* [What you are asked to do]
Nothing but the lines from the one that contains "Phrase: row of arches in ruin" to the end of the records should be printed, both ends included, exactly as given.

════

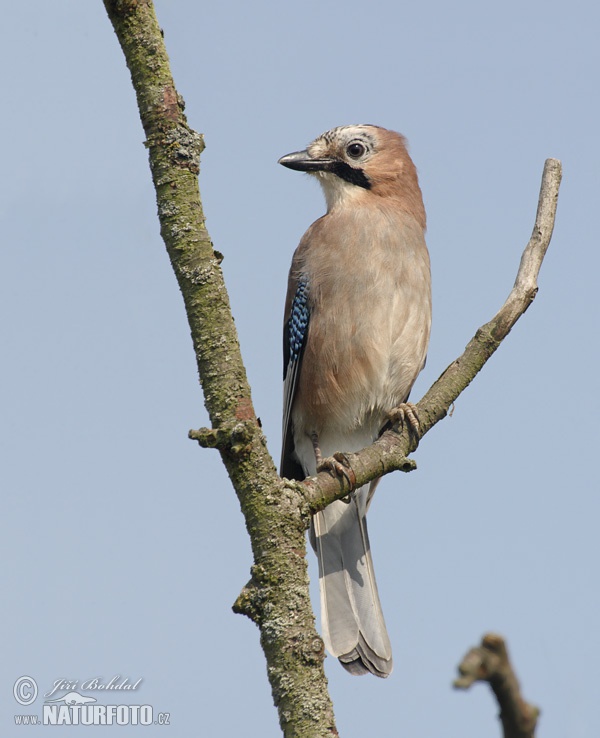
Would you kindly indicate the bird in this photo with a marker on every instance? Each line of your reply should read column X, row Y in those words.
column 356, row 333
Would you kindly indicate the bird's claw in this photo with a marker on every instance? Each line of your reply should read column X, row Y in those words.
column 338, row 465
column 406, row 414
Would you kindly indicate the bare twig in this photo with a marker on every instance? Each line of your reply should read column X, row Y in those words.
column 276, row 512
column 390, row 451
column 490, row 663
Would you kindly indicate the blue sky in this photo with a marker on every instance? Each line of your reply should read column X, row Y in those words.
column 123, row 544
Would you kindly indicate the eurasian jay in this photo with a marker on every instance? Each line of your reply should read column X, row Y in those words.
column 356, row 331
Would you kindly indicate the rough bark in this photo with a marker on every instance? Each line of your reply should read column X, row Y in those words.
column 276, row 511
column 490, row 663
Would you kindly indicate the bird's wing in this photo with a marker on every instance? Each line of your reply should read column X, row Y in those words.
column 295, row 334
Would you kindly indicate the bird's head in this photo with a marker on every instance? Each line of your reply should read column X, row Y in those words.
column 359, row 162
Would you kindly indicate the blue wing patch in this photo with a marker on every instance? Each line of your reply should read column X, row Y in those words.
column 296, row 328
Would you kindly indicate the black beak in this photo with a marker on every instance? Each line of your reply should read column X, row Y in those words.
column 301, row 162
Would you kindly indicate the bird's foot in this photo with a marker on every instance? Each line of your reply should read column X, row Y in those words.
column 406, row 414
column 337, row 465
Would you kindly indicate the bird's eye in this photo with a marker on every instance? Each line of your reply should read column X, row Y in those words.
column 355, row 150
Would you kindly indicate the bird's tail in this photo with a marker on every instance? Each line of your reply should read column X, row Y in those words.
column 352, row 621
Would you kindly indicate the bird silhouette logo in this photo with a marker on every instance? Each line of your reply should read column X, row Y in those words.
column 73, row 698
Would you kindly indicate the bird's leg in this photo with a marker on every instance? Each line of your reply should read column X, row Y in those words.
column 337, row 464
column 406, row 414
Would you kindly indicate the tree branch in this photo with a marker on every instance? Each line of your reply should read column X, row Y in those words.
column 389, row 453
column 490, row 663
column 278, row 598
column 276, row 511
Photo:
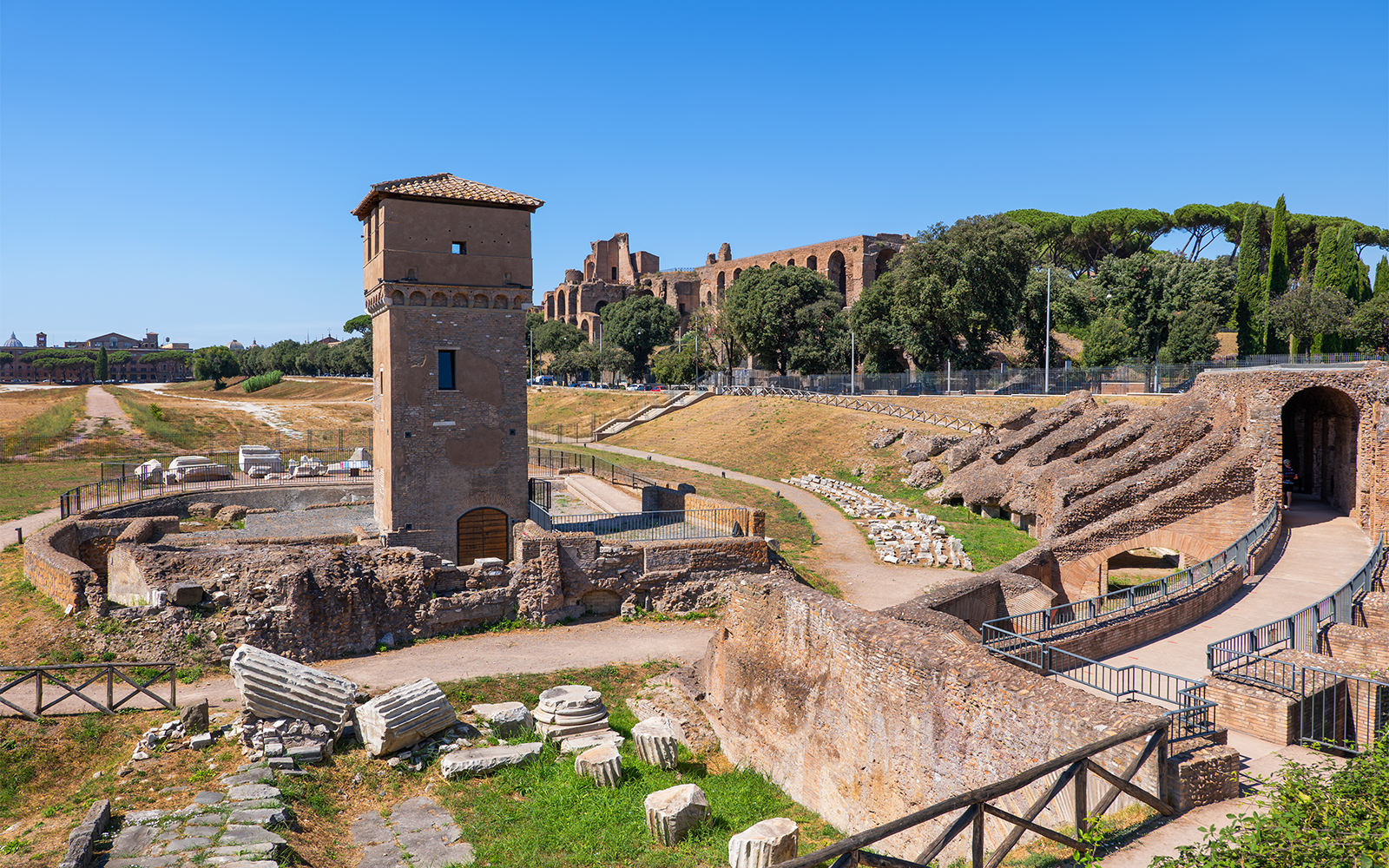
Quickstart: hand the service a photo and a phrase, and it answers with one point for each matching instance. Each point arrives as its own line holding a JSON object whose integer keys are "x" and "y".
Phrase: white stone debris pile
{"x": 764, "y": 845}
{"x": 918, "y": 542}
{"x": 854, "y": 500}
{"x": 403, "y": 717}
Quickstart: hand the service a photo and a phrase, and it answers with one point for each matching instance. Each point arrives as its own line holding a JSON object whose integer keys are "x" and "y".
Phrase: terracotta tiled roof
{"x": 444, "y": 187}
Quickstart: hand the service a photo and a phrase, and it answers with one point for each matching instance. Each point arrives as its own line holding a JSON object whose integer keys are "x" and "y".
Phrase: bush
{"x": 261, "y": 381}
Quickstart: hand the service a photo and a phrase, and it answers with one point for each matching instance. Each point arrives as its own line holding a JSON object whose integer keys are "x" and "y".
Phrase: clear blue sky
{"x": 188, "y": 168}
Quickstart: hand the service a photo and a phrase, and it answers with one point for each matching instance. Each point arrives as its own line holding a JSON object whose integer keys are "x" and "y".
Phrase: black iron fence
{"x": 27, "y": 685}
{"x": 557, "y": 460}
{"x": 657, "y": 525}
{"x": 1129, "y": 602}
{"x": 1006, "y": 379}
{"x": 1333, "y": 708}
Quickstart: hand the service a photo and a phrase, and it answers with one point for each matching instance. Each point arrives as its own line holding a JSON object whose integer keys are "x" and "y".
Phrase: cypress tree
{"x": 1278, "y": 274}
{"x": 1247, "y": 317}
{"x": 1302, "y": 282}
{"x": 1326, "y": 277}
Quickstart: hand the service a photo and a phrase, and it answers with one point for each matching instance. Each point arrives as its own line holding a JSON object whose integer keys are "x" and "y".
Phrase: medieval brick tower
{"x": 446, "y": 273}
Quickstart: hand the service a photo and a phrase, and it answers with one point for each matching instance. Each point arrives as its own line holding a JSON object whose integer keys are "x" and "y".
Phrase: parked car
{"x": 194, "y": 469}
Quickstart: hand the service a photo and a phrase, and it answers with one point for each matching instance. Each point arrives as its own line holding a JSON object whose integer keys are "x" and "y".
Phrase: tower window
{"x": 446, "y": 368}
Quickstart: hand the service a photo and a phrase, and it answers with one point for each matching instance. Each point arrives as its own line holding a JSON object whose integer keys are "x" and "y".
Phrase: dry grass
{"x": 24, "y": 403}
{"x": 559, "y": 406}
{"x": 289, "y": 389}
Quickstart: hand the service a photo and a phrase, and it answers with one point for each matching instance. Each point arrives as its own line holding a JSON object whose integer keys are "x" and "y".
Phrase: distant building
{"x": 136, "y": 370}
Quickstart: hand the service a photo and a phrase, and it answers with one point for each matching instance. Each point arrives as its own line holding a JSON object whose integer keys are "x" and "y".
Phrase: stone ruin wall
{"x": 865, "y": 719}
{"x": 319, "y": 599}
{"x": 1089, "y": 479}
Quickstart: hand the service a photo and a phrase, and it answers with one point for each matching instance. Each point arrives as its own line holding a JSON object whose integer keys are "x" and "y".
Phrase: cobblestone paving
{"x": 418, "y": 833}
{"x": 226, "y": 826}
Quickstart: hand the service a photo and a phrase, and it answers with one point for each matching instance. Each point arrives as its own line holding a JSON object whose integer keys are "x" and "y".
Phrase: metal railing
{"x": 559, "y": 460}
{"x": 1131, "y": 601}
{"x": 1006, "y": 379}
{"x": 210, "y": 477}
{"x": 1333, "y": 708}
{"x": 1302, "y": 629}
{"x": 1192, "y": 714}
{"x": 138, "y": 675}
{"x": 912, "y": 414}
{"x": 1073, "y": 771}
{"x": 657, "y": 525}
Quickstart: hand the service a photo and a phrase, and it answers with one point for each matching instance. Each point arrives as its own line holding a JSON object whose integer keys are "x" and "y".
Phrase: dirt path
{"x": 588, "y": 643}
{"x": 842, "y": 555}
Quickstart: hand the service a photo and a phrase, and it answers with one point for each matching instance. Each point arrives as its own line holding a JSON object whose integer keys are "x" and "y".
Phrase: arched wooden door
{"x": 483, "y": 532}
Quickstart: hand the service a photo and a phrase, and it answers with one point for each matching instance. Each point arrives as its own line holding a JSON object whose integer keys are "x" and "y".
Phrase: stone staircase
{"x": 652, "y": 411}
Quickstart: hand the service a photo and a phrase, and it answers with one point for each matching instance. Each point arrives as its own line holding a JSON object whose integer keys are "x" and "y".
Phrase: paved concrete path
{"x": 842, "y": 555}
{"x": 1320, "y": 552}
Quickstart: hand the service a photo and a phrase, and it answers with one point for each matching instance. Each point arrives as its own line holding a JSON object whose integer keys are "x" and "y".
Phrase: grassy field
{"x": 38, "y": 418}
{"x": 548, "y": 406}
{"x": 541, "y": 814}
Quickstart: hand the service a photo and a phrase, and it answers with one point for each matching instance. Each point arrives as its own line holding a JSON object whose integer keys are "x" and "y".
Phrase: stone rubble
{"x": 275, "y": 687}
{"x": 656, "y": 742}
{"x": 764, "y": 845}
{"x": 674, "y": 812}
{"x": 403, "y": 717}
{"x": 569, "y": 710}
{"x": 602, "y": 763}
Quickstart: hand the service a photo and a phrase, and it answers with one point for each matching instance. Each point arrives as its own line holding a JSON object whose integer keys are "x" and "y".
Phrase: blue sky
{"x": 189, "y": 168}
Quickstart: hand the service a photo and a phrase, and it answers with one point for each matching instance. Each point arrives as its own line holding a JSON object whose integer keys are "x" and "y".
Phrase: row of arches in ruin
{"x": 477, "y": 300}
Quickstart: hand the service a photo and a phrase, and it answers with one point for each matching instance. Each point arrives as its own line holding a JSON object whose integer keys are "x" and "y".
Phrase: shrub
{"x": 261, "y": 381}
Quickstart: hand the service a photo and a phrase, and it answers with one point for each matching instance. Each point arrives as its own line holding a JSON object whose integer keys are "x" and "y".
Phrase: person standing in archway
{"x": 1289, "y": 478}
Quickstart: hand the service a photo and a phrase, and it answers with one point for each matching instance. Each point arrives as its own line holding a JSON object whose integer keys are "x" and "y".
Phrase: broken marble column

════

* [Task solution]
Phrase: row of arches in ruin
{"x": 477, "y": 300}
Quickstart: hand the service a photo and a phrase, and it answers with one point for each matching instance. Each point arrives as its own line holding a JSON object whose integer keys are "x" and "y".
Phrase: shrub
{"x": 261, "y": 381}
Quickstart: hand the service a photo and a phrase, and it answers with one point for each matching instance. Each point arrives as its own line holding a JSON object whose integer keys are "x" and "y".
Phrase: person standing in archway
{"x": 1289, "y": 478}
Quickstart: hand the service a photo and a phrase, and it answers with one point for each matching instance. Each point arrives as its own line holding a JSON object whose integer keys are "x" and "y".
Phrase: broken marble column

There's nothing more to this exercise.